EXTRACTED DATA |
^^^^

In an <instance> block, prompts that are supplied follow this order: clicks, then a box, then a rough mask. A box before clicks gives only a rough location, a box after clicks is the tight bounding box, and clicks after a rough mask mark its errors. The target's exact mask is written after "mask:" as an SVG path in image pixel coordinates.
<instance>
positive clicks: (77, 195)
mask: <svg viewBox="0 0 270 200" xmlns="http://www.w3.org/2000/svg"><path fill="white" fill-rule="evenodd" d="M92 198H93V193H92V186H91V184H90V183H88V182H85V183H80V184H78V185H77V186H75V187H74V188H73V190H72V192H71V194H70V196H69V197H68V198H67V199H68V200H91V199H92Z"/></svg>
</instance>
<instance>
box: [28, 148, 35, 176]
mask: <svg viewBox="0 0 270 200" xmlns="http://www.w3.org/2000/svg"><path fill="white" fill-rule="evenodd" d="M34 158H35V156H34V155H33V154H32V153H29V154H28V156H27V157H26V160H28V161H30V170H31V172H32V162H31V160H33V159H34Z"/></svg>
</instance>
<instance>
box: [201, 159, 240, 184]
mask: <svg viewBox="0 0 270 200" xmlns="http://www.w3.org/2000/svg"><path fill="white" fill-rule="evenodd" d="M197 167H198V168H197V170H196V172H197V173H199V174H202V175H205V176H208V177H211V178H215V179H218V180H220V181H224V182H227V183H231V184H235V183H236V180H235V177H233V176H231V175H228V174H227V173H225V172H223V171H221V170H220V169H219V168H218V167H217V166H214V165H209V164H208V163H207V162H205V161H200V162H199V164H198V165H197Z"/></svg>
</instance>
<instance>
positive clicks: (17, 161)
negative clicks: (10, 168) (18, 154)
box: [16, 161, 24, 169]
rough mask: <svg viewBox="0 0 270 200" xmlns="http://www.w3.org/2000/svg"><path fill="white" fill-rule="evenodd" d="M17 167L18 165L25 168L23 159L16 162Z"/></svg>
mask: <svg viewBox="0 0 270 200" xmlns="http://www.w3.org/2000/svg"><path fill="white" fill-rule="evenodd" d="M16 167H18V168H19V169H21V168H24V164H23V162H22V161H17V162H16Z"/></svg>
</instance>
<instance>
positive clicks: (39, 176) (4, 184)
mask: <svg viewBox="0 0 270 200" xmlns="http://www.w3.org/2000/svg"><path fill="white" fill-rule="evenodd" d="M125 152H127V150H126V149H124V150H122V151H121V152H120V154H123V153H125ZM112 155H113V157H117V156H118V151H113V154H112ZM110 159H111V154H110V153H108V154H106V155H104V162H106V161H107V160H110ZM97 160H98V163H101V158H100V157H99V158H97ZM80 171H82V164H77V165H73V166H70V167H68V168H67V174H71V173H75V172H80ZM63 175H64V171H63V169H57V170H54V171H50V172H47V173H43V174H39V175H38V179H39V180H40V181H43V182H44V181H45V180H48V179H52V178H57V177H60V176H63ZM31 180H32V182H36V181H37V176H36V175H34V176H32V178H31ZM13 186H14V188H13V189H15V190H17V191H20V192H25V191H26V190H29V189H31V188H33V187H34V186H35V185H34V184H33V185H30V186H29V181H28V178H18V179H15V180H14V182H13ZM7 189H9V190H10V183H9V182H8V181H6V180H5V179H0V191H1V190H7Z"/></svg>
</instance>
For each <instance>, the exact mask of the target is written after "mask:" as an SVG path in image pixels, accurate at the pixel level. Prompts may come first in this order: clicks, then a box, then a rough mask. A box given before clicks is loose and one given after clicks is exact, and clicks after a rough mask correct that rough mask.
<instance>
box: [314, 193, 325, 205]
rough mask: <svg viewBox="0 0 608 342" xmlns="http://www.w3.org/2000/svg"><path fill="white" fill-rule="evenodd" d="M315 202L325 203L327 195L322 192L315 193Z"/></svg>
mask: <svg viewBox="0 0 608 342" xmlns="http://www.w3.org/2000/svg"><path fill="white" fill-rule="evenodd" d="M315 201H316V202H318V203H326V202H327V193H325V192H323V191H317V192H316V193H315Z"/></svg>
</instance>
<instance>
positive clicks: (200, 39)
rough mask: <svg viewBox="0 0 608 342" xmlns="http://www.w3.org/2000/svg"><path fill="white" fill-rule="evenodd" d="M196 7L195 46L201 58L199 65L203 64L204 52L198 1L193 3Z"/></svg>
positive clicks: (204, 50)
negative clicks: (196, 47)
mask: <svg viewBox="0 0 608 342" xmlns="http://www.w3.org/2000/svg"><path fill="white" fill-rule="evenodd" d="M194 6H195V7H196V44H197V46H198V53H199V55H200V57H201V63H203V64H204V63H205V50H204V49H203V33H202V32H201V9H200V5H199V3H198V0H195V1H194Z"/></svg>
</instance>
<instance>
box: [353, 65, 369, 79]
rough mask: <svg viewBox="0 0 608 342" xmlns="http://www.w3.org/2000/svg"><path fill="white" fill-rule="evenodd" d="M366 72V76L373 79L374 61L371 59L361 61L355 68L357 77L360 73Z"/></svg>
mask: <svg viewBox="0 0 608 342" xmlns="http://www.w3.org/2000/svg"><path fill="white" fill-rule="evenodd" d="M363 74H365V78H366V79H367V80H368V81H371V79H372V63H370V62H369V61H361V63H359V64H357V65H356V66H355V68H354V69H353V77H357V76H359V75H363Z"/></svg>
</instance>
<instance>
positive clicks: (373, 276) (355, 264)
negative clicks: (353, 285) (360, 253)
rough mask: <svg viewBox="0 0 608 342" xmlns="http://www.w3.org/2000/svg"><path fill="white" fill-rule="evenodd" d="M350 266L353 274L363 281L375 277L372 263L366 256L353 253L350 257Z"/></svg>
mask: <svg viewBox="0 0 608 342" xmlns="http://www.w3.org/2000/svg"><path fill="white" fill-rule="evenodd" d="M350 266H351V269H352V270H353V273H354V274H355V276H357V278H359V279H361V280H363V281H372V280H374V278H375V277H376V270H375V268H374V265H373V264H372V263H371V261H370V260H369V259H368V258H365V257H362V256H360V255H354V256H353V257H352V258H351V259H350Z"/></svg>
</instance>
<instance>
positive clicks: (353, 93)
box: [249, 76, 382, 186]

^^^^

ACTIVITY |
Copy out the material word for word and line for line.

COMPLETED EXERCISE |
In an <instance> block, prompts that are supplied follow this order: clicks, then a box, then a rough mask. A box before clicks gives only a rough location, a box after clicks is the tight bounding box, and clicks after a rough mask mark its errors. The target's exact mask is written after "mask:" as an SVG path in image pixel coordinates.
<instance>
positive clicks: (77, 195)
mask: <svg viewBox="0 0 270 200" xmlns="http://www.w3.org/2000/svg"><path fill="white" fill-rule="evenodd" d="M92 198H93V193H92V186H91V184H90V183H88V182H85V183H80V184H78V185H77V186H75V187H74V188H73V190H72V192H71V194H70V196H69V197H68V198H67V199H68V200H91V199H92Z"/></svg>
</instance>
<instance>
box: [28, 148, 35, 176]
mask: <svg viewBox="0 0 270 200" xmlns="http://www.w3.org/2000/svg"><path fill="white" fill-rule="evenodd" d="M34 158H35V156H34V155H33V154H32V153H29V154H28V156H27V157H26V160H28V161H30V170H31V172H32V162H31V160H33V159H34Z"/></svg>
</instance>
<instance>
box: [201, 159, 240, 184]
mask: <svg viewBox="0 0 270 200" xmlns="http://www.w3.org/2000/svg"><path fill="white" fill-rule="evenodd" d="M197 167H198V168H197V170H196V172H197V173H199V174H202V175H205V176H208V177H211V178H215V179H218V180H220V181H224V182H227V183H231V184H235V183H236V180H235V177H233V176H231V175H228V174H227V173H225V172H223V171H221V170H220V169H219V168H218V167H217V166H214V165H209V164H208V163H207V162H205V161H200V162H199V164H198V165H197Z"/></svg>
</instance>
<instance>
positive clicks: (17, 161)
negative clicks: (10, 168) (18, 154)
box: [16, 161, 24, 169]
rough mask: <svg viewBox="0 0 270 200" xmlns="http://www.w3.org/2000/svg"><path fill="white" fill-rule="evenodd" d="M17 167L18 165L25 168L23 159L16 162Z"/></svg>
mask: <svg viewBox="0 0 270 200" xmlns="http://www.w3.org/2000/svg"><path fill="white" fill-rule="evenodd" d="M16 167H18V168H19V169H21V168H24V164H23V162H22V161H17V162H16Z"/></svg>
</instance>
<instance>
positive clicks: (39, 176) (4, 184)
mask: <svg viewBox="0 0 270 200" xmlns="http://www.w3.org/2000/svg"><path fill="white" fill-rule="evenodd" d="M125 152H127V150H126V149H124V150H122V151H121V152H120V154H123V153H125ZM112 155H113V157H117V156H118V151H113V154H112ZM110 159H111V154H110V153H108V154H106V155H104V162H106V161H107V160H110ZM97 160H98V163H101V158H100V157H99V158H97ZM80 171H82V164H77V165H73V166H70V167H68V168H67V174H71V173H75V172H80ZM63 175H64V171H63V169H57V170H54V171H50V172H47V173H43V174H39V175H38V179H39V180H40V181H43V182H44V181H45V180H48V179H52V178H57V177H60V176H63ZM31 180H32V182H36V181H37V176H36V175H34V176H32V178H31ZM13 186H14V188H13V189H15V190H17V191H20V192H25V191H26V190H29V189H31V188H33V187H34V186H35V185H34V184H33V185H30V186H29V181H28V178H18V179H15V180H14V182H13ZM7 189H9V190H10V183H9V182H8V181H6V180H5V179H0V191H1V190H7Z"/></svg>
</instance>
For each <instance>, the exact mask of the target is written after "mask:" as an SVG path in image pixels, accurate at the pixel level. Prompts may come first in this order: clicks, then a box, then a rough mask. A box given before clicks is loose and one given after clicks is exact, and clicks after a rough mask correct that rough mask.
<instance>
box: [314, 193, 325, 205]
rough mask: <svg viewBox="0 0 608 342" xmlns="http://www.w3.org/2000/svg"><path fill="white" fill-rule="evenodd" d="M315 202L325 203L327 195L322 192L315 193Z"/></svg>
mask: <svg viewBox="0 0 608 342" xmlns="http://www.w3.org/2000/svg"><path fill="white" fill-rule="evenodd" d="M315 201H316V202H318V203H326V202H327V193H325V192H323V191H317V192H316V193H315Z"/></svg>
</instance>
<instance>
positive clicks: (200, 39)
rough mask: <svg viewBox="0 0 608 342" xmlns="http://www.w3.org/2000/svg"><path fill="white" fill-rule="evenodd" d="M196 7L195 46L201 58L199 65L203 64L204 52L198 1L193 3Z"/></svg>
positive clicks: (204, 50)
negative clicks: (196, 47)
mask: <svg viewBox="0 0 608 342" xmlns="http://www.w3.org/2000/svg"><path fill="white" fill-rule="evenodd" d="M194 6H195V7H196V44H197V46H198V53H199V55H200V57H201V63H203V64H204V63H205V50H204V49H203V33H202V32H201V9H200V5H199V3H198V0H195V1H194Z"/></svg>
</instance>
<instance>
box: [353, 65, 369, 79]
rough mask: <svg viewBox="0 0 608 342" xmlns="http://www.w3.org/2000/svg"><path fill="white" fill-rule="evenodd" d="M366 72V76L373 79L374 61L371 59L361 61L355 68L357 77L360 73Z"/></svg>
mask: <svg viewBox="0 0 608 342" xmlns="http://www.w3.org/2000/svg"><path fill="white" fill-rule="evenodd" d="M363 74H365V78H366V79H367V80H368V81H371V79H372V63H370V62H369V61H361V63H359V64H357V65H356V66H355V68H354V69H353V77H357V76H359V75H363Z"/></svg>
</instance>
<instance>
positive clicks: (373, 276) (355, 264)
negative clicks: (353, 285) (360, 253)
rough mask: <svg viewBox="0 0 608 342" xmlns="http://www.w3.org/2000/svg"><path fill="white" fill-rule="evenodd" d="M350 266L353 274L363 281L375 277L372 263L366 256L353 253L350 257Z"/></svg>
mask: <svg viewBox="0 0 608 342" xmlns="http://www.w3.org/2000/svg"><path fill="white" fill-rule="evenodd" d="M350 266H351V269H352V270H353V273H354V274H355V276H357V278H359V279H361V280H363V281H372V280H374V278H375V277H376V270H375V268H374V265H373V264H372V263H371V261H370V260H369V259H368V258H365V257H362V256H360V255H354V256H353V257H352V258H351V259H350Z"/></svg>
</instance>
<instance>
positive clicks: (353, 93)
box: [249, 76, 382, 186]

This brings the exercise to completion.